Rewrite the data below with "garden border plant" changed to "hedge shrub" wherever it appears, leaving everything else unchanged.

═══

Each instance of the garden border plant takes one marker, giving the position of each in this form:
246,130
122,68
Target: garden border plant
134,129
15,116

═══

### SOLVED EXERCISE
Each instance of the hedge shrub takes one marker, giving the position of each in this form:
246,130
122,68
Target: hedge shrub
134,129
15,116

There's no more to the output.